• _Task prompt_: Quote exactly, and only, the lines from the one with "cliff face? Thanks so much for doing this." through the end of the listing.

=== Data for the task ===

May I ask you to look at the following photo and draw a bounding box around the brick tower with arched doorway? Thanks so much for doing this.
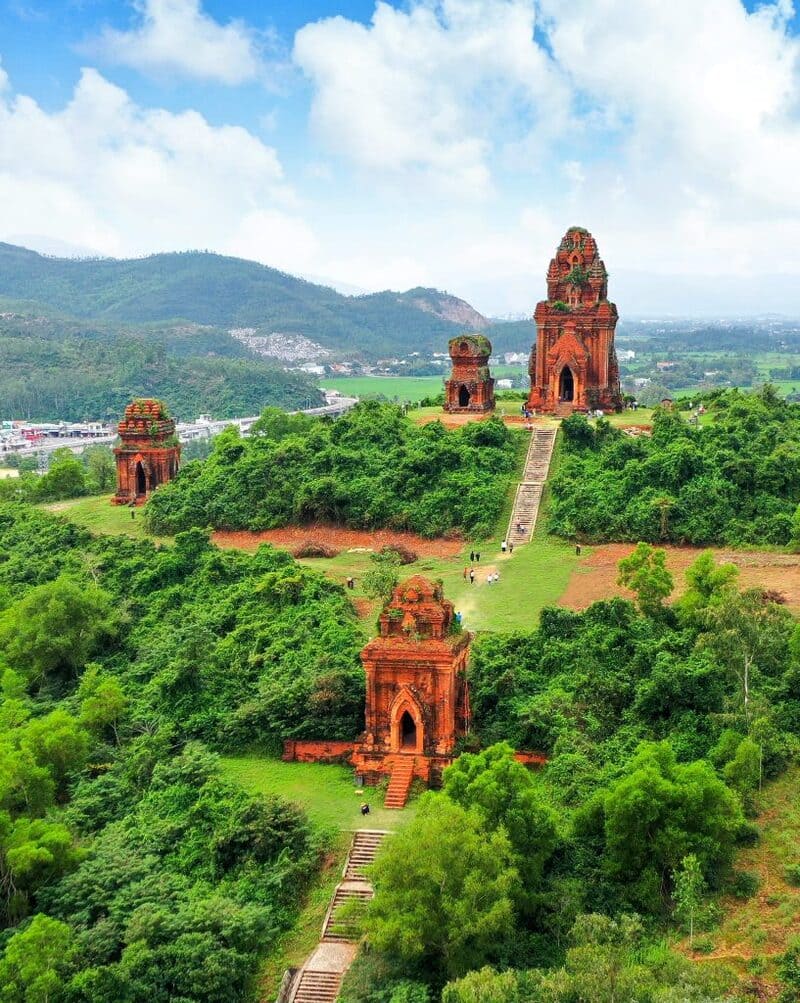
[353,575,470,782]
[111,398,180,505]
[444,334,494,414]
[527,227,623,414]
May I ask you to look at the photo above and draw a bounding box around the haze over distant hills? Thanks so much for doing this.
[0,244,489,358]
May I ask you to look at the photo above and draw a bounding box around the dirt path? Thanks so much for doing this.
[558,544,800,610]
[212,524,464,558]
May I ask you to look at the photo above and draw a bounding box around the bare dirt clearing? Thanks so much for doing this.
[212,525,464,558]
[558,544,800,612]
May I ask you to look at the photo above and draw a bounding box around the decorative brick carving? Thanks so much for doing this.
[527,227,623,414]
[111,399,180,505]
[353,575,471,780]
[444,334,494,414]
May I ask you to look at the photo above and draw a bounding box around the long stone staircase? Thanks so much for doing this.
[383,755,414,808]
[505,428,556,547]
[277,828,389,1003]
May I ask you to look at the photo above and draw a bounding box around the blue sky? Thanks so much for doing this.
[0,0,800,314]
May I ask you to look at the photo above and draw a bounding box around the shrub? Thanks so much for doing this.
[784,864,800,888]
[381,544,419,565]
[293,540,339,558]
[695,937,717,954]
[731,871,761,899]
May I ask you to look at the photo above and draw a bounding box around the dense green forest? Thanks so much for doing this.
[0,505,363,1003]
[0,318,324,421]
[343,545,800,1003]
[146,401,517,537]
[550,386,800,547]
[0,244,482,358]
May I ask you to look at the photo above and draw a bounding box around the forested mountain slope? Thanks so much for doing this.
[0,244,488,357]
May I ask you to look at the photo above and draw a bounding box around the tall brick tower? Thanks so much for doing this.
[527,227,623,414]
[353,575,470,780]
[111,399,180,505]
[444,334,494,414]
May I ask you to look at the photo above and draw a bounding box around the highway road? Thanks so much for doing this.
[0,397,358,456]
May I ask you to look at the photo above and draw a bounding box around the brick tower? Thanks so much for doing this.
[527,227,623,414]
[444,334,494,414]
[353,575,470,781]
[111,399,180,505]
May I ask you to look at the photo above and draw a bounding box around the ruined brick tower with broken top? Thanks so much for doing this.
[444,334,494,414]
[527,227,622,415]
[111,398,180,505]
[353,575,470,782]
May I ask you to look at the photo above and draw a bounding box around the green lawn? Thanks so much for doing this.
[222,755,415,829]
[294,427,581,631]
[41,494,170,543]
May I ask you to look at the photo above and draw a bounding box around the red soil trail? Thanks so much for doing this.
[212,524,464,558]
[558,544,800,612]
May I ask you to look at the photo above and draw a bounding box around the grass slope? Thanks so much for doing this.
[682,766,800,999]
[223,755,414,830]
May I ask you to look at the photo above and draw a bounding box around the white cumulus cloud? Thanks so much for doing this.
[0,69,314,269]
[91,0,262,84]
[294,0,566,195]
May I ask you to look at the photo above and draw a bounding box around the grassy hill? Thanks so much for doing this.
[0,244,488,358]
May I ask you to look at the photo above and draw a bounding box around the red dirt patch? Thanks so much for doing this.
[350,598,375,620]
[558,544,800,611]
[212,524,464,558]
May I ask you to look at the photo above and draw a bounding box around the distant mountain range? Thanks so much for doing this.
[0,243,489,359]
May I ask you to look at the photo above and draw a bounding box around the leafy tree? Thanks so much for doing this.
[78,664,129,745]
[0,576,116,682]
[578,741,743,909]
[0,811,82,923]
[33,448,86,502]
[364,794,517,980]
[362,551,400,603]
[444,743,557,894]
[81,445,116,494]
[673,854,705,950]
[701,589,791,732]
[442,967,519,1003]
[0,914,74,1003]
[617,544,675,616]
[675,551,739,619]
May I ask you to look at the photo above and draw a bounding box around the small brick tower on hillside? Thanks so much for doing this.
[444,334,494,414]
[353,575,471,782]
[527,227,623,414]
[111,399,180,505]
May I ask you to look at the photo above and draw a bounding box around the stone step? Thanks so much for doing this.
[344,829,386,880]
[292,970,342,1003]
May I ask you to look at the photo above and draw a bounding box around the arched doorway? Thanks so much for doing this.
[399,710,417,752]
[136,460,147,495]
[558,366,575,400]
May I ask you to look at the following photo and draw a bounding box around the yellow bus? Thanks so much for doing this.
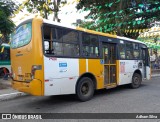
[11,17,151,101]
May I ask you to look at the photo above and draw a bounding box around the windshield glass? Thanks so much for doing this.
[11,23,32,48]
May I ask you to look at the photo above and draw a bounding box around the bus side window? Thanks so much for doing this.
[119,44,126,59]
[126,42,133,59]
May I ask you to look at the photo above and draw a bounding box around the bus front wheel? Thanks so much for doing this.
[130,73,142,89]
[76,77,94,102]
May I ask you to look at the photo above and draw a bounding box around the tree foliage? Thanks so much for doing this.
[25,0,66,22]
[0,0,18,45]
[77,0,160,38]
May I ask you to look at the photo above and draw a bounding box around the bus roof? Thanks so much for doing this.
[117,36,146,45]
[17,17,145,44]
[43,19,117,38]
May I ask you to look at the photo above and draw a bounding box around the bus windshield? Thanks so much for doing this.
[11,23,32,48]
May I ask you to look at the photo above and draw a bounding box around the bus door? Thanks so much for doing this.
[102,43,117,88]
[142,48,150,79]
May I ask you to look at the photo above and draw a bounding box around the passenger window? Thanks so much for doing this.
[119,44,126,59]
[82,33,99,58]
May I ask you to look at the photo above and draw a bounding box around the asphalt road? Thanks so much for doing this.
[0,77,160,122]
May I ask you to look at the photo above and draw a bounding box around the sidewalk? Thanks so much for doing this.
[0,79,27,101]
[0,70,160,101]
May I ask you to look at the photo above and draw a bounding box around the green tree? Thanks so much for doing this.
[25,0,66,22]
[77,0,160,38]
[0,0,18,45]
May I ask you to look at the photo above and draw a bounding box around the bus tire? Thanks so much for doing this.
[130,73,142,89]
[76,77,94,102]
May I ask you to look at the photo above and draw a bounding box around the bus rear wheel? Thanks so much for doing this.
[76,77,94,102]
[130,73,142,89]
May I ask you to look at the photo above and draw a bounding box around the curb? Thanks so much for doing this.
[0,92,28,101]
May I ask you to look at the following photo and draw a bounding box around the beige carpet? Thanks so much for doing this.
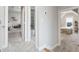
[1,33,36,52]
[53,34,79,52]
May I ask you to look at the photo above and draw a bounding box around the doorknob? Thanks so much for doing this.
[2,26,5,28]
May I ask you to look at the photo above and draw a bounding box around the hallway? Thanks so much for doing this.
[1,33,35,52]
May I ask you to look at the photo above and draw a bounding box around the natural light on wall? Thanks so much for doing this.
[66,16,73,28]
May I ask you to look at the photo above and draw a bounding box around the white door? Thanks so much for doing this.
[25,6,31,41]
[0,6,8,49]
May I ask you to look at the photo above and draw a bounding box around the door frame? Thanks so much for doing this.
[58,6,79,45]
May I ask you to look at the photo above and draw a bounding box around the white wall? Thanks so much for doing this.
[37,6,58,50]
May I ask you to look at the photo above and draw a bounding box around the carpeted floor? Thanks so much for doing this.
[53,34,79,52]
[1,33,36,52]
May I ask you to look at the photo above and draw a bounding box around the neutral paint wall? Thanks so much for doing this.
[37,6,58,50]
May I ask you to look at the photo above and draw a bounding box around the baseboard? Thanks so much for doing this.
[39,44,60,52]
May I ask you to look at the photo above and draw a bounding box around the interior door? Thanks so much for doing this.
[0,6,8,49]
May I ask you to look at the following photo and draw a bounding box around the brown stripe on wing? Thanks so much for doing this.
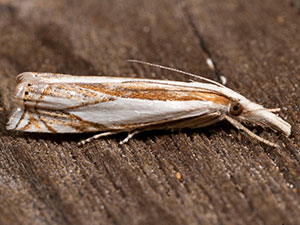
[37,109,108,133]
[76,82,230,105]
[20,109,41,131]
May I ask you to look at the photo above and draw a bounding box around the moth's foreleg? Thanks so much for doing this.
[77,130,122,146]
[119,130,142,145]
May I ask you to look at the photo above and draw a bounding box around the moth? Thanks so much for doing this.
[7,60,291,147]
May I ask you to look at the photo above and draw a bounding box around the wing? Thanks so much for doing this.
[7,74,229,133]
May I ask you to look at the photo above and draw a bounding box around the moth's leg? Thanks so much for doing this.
[267,108,281,112]
[119,130,142,145]
[225,115,279,148]
[77,131,121,145]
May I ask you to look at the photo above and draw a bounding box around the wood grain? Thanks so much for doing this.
[0,0,300,225]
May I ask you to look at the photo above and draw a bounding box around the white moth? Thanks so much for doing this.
[7,60,291,147]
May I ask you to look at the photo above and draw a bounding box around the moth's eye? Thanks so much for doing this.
[230,102,243,116]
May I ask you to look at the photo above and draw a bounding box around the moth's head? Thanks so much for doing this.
[228,98,291,136]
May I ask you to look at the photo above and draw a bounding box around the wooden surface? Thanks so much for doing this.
[0,0,300,225]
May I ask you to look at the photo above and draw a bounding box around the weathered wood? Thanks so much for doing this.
[0,0,300,225]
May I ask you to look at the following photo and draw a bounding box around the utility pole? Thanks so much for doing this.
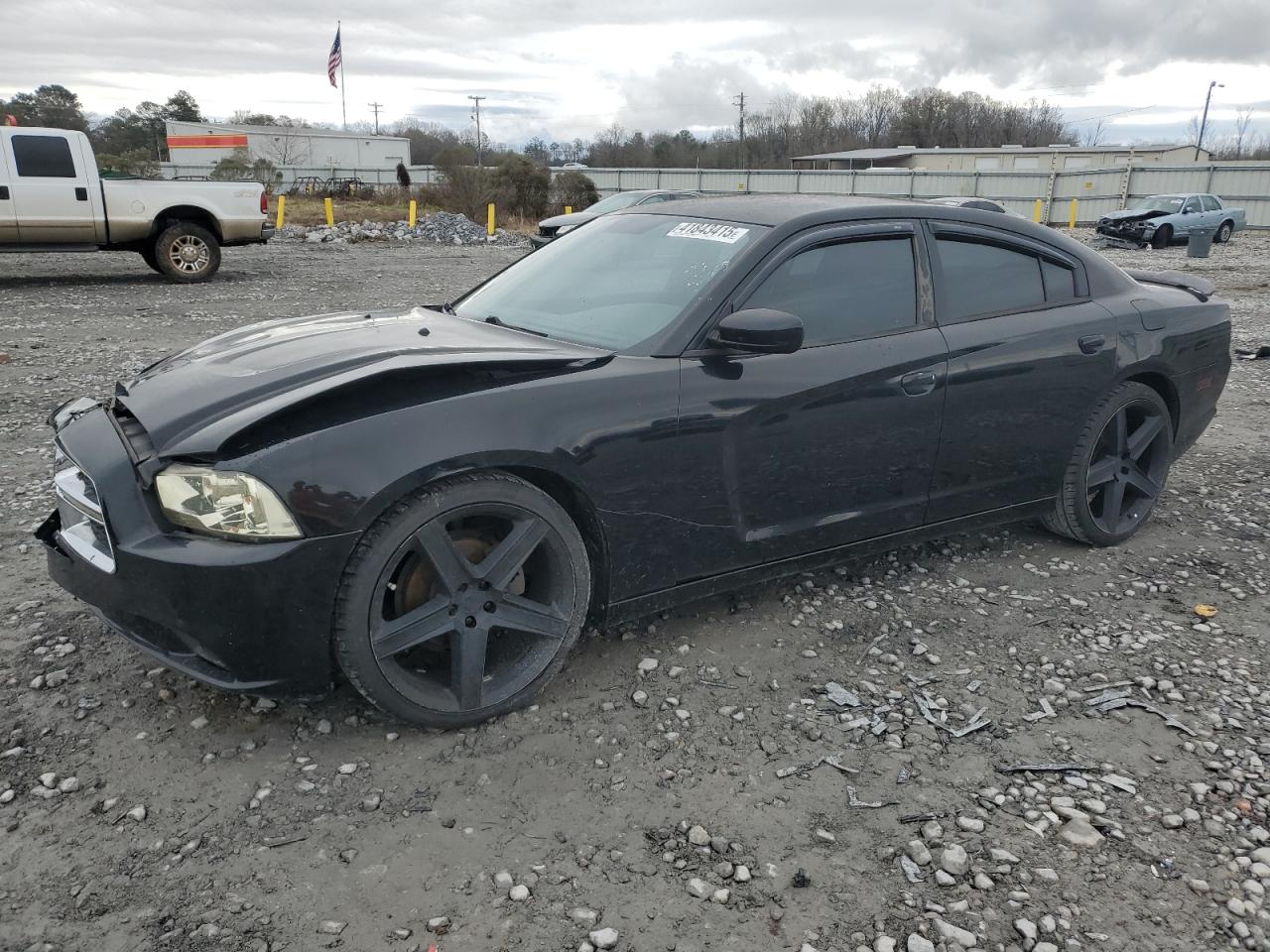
[1195,80,1225,163]
[467,96,486,169]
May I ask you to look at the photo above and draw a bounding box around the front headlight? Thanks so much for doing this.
[155,464,304,538]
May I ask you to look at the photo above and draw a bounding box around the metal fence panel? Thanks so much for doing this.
[153,163,1270,228]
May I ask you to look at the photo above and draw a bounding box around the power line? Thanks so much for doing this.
[1072,105,1158,126]
[467,96,489,169]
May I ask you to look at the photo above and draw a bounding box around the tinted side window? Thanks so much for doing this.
[1040,258,1076,302]
[936,235,1045,321]
[9,136,75,178]
[745,237,917,346]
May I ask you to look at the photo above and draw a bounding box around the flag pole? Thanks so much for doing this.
[335,20,348,132]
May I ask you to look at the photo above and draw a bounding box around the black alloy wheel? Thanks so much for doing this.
[1045,382,1174,545]
[335,472,590,727]
[1084,403,1170,536]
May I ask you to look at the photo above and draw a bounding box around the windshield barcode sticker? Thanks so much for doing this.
[666,221,749,245]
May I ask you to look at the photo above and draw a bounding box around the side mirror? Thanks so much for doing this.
[706,307,803,354]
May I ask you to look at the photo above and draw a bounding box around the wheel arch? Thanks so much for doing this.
[150,204,222,241]
[1123,371,1183,436]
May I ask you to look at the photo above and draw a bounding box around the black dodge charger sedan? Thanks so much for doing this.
[38,195,1230,726]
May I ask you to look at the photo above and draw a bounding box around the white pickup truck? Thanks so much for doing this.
[0,126,273,283]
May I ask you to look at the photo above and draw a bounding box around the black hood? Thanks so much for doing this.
[115,307,609,456]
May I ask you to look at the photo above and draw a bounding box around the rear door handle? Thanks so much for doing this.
[899,371,939,396]
[1076,334,1107,354]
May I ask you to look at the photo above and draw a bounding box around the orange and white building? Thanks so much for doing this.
[167,122,410,171]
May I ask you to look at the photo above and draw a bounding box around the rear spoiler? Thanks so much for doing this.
[1124,268,1216,300]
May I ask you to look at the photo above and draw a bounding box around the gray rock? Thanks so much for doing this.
[940,843,970,876]
[1058,816,1105,849]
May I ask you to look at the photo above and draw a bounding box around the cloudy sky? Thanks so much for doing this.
[0,0,1270,142]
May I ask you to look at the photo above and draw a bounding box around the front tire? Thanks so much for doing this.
[332,471,590,729]
[154,221,221,285]
[1044,382,1174,545]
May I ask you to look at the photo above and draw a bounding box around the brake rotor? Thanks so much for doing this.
[396,534,525,616]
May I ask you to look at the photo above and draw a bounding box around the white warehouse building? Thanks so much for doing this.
[167,121,410,172]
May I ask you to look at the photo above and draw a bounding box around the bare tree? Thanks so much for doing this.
[1234,105,1253,159]
[1187,115,1199,146]
[260,132,312,165]
[1080,119,1107,146]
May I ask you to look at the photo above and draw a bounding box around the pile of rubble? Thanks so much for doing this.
[274,212,530,248]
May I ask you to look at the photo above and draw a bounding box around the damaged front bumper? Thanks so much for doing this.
[1094,218,1156,248]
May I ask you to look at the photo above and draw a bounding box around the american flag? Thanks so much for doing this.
[326,27,344,86]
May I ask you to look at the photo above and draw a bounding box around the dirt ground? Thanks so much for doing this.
[0,234,1270,952]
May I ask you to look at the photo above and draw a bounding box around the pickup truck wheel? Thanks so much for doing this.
[139,248,162,273]
[154,221,221,285]
[331,471,590,727]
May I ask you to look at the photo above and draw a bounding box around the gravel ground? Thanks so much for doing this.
[0,234,1270,952]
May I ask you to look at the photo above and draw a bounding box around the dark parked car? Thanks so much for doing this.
[530,187,701,248]
[38,195,1230,726]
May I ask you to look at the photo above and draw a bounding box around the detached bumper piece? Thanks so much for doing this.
[36,408,355,694]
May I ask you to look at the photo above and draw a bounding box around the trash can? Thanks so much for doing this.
[1187,228,1216,258]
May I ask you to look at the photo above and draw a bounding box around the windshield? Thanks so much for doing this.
[583,191,648,214]
[1133,195,1185,212]
[454,214,766,350]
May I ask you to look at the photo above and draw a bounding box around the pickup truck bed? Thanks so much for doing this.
[0,126,273,282]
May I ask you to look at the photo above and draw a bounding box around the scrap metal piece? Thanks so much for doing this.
[997,765,1089,774]
[1098,697,1199,738]
[847,784,899,810]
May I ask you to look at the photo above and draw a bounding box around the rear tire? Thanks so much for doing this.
[154,221,221,285]
[1043,381,1174,545]
[331,471,590,729]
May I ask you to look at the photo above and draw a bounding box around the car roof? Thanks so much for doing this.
[615,189,914,227]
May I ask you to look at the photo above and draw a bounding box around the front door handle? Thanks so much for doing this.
[899,371,939,396]
[1076,334,1107,354]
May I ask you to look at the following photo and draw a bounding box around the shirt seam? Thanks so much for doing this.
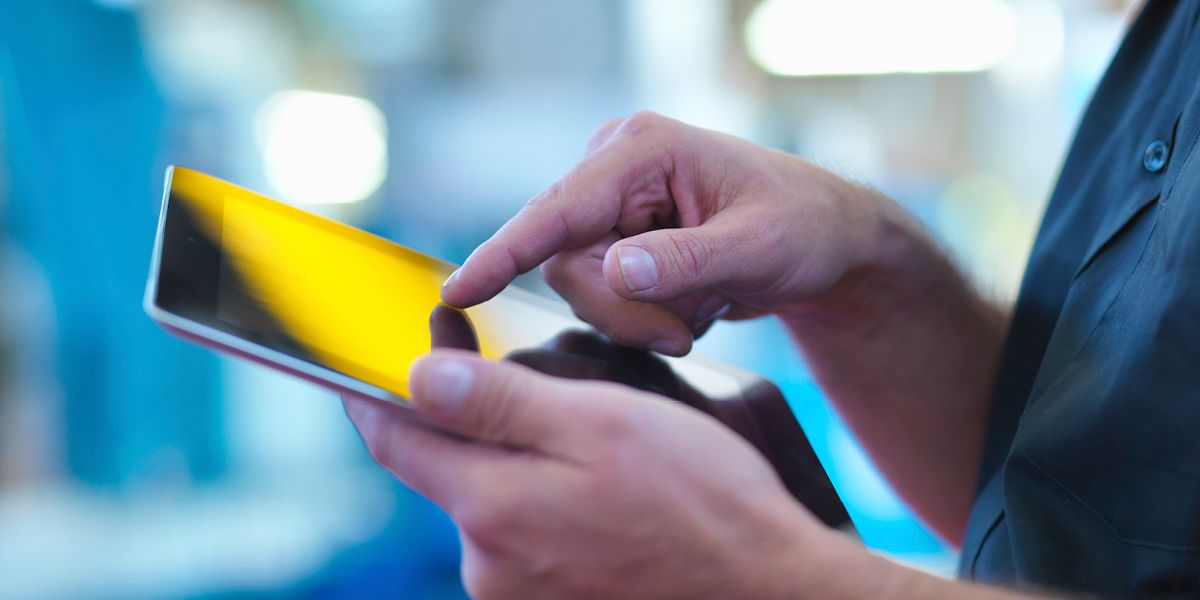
[1022,448,1200,552]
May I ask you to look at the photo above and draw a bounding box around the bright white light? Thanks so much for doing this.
[254,90,388,204]
[745,0,1014,77]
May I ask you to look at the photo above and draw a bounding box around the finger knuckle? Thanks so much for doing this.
[475,378,526,439]
[666,230,713,277]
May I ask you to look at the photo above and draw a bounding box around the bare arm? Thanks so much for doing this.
[780,186,1008,545]
[443,114,1004,542]
[346,350,1041,600]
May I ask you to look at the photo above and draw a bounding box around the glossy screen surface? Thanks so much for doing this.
[155,168,501,396]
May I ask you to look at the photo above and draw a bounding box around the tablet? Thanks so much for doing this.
[145,167,847,524]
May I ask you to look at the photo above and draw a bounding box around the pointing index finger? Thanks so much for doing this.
[442,145,636,308]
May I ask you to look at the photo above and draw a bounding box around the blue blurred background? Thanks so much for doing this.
[0,0,1132,599]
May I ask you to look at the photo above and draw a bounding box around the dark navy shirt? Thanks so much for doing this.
[960,0,1200,598]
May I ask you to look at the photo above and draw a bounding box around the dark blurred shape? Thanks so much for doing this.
[430,304,479,352]
[430,305,850,527]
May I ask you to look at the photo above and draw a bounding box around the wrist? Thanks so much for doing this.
[757,515,902,599]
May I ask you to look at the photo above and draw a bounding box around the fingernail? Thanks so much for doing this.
[418,359,475,415]
[617,246,659,292]
[696,296,733,326]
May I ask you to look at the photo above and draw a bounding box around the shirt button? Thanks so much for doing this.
[1141,139,1171,173]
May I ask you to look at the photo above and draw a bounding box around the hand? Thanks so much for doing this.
[443,113,892,355]
[346,350,847,598]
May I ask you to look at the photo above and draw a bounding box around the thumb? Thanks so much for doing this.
[604,217,749,301]
[409,350,589,451]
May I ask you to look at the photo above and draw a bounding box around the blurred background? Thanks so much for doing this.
[0,0,1134,599]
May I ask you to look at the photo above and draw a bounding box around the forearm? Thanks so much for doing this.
[763,511,1048,600]
[784,187,1007,544]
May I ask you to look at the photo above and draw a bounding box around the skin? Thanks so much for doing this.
[347,113,1032,598]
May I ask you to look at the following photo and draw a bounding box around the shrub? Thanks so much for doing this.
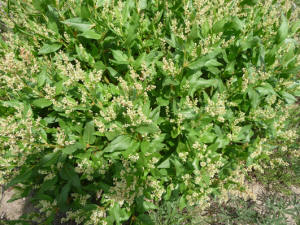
[0,0,300,224]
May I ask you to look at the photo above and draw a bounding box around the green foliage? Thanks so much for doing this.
[0,0,300,225]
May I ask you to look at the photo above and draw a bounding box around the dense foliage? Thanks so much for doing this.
[0,0,300,225]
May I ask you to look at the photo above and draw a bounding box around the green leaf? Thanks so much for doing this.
[32,98,52,108]
[41,151,60,167]
[139,0,147,9]
[137,214,155,225]
[188,58,205,70]
[248,88,260,109]
[157,158,170,169]
[6,168,33,188]
[62,143,83,155]
[143,201,158,211]
[277,15,289,43]
[60,163,81,190]
[78,30,102,40]
[109,203,130,225]
[38,43,62,55]
[37,68,47,87]
[58,181,72,205]
[189,74,219,95]
[171,159,185,176]
[104,135,132,152]
[82,121,96,144]
[204,59,223,67]
[61,17,94,32]
[112,50,128,65]
[281,91,297,104]
[136,124,159,134]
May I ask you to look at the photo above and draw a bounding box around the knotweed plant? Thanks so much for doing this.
[0,0,300,225]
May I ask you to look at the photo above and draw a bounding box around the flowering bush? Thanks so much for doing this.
[0,0,300,225]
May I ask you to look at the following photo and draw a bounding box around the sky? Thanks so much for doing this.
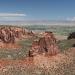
[0,0,75,21]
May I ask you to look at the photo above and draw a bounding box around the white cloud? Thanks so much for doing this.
[67,17,75,21]
[0,13,26,21]
[0,13,26,17]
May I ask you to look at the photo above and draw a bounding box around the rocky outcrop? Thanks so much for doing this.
[0,26,34,43]
[67,32,75,40]
[29,32,59,56]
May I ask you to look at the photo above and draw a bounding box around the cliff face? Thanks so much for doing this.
[29,32,59,56]
[0,26,34,48]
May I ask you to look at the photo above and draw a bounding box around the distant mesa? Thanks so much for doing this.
[29,31,59,57]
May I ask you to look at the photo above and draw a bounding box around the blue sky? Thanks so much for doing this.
[0,0,75,21]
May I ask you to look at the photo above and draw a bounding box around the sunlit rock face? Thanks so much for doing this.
[29,32,59,56]
[0,26,34,48]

===

• _Complete answer_:
May I ask you to look at the photo above and draw a bounding box around the cliff face? Thanks so much for doing this.
[29,32,59,56]
[0,26,34,48]
May I ask you to look at the photo above and draw a bounding box around the distant mesa? Thanks so much for doing this.
[29,31,59,57]
May I ask you to look at the photo above and draw a bounding box around the blue sky? Thanks so much for doing this.
[0,0,75,21]
May I ask you to look at the photo above and draw a bounding box around the sunlit rock face? Thanks so much for doing this.
[29,32,59,56]
[0,26,34,48]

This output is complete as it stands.